Start Data for the task
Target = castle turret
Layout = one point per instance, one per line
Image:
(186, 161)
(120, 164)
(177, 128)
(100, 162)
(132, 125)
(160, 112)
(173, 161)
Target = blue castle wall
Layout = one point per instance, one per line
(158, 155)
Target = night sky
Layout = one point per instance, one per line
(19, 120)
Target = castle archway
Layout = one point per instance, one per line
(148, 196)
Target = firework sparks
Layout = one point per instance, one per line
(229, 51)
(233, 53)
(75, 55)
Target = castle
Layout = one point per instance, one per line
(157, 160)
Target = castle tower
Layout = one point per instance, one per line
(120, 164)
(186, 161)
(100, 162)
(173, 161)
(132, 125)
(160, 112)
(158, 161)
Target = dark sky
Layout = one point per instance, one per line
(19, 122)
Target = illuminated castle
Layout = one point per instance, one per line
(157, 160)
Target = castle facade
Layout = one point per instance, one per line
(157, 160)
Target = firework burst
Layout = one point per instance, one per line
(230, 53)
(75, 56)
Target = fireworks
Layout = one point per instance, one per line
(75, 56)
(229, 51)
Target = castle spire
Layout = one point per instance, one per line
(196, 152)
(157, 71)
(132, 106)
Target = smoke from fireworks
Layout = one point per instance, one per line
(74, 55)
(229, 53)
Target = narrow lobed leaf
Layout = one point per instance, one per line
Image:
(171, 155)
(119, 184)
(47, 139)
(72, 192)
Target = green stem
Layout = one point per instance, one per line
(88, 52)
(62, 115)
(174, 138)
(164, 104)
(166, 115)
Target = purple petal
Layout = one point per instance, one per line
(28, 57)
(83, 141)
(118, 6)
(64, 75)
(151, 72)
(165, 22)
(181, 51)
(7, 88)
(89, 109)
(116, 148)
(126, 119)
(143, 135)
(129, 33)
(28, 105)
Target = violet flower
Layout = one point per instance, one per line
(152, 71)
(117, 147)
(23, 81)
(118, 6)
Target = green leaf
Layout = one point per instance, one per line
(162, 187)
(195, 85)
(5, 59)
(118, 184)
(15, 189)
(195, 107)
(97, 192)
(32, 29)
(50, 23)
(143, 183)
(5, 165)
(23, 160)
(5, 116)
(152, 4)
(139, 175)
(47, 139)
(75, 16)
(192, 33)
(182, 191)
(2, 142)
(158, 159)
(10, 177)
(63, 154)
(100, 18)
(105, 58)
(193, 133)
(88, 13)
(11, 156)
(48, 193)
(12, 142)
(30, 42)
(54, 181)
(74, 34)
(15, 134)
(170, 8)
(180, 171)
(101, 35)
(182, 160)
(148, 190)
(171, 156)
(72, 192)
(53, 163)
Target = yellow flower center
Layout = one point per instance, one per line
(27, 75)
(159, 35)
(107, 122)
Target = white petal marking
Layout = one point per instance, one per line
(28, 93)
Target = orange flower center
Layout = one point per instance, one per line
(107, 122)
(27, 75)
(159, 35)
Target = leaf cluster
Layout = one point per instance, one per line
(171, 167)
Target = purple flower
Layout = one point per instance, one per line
End Data for the task
• **Exercise instructions**
Include both ends. Return the line holding "Target = yellow flower center" and all lines after it in the records above, exactly as written.

• **Full answer**
Target = yellow flower center
Layout = one point per instance, one per line
(27, 75)
(159, 35)
(107, 122)
Target = white petal marking
Layout = one point per instance, one per line
(28, 93)
Target = orange flower center
Layout = one point per instance, one per line
(107, 122)
(27, 75)
(159, 35)
Target = leaf cluster
Layout = one point per instance, one per line
(171, 167)
Target = purple flower
Layout = one point per instance, one per line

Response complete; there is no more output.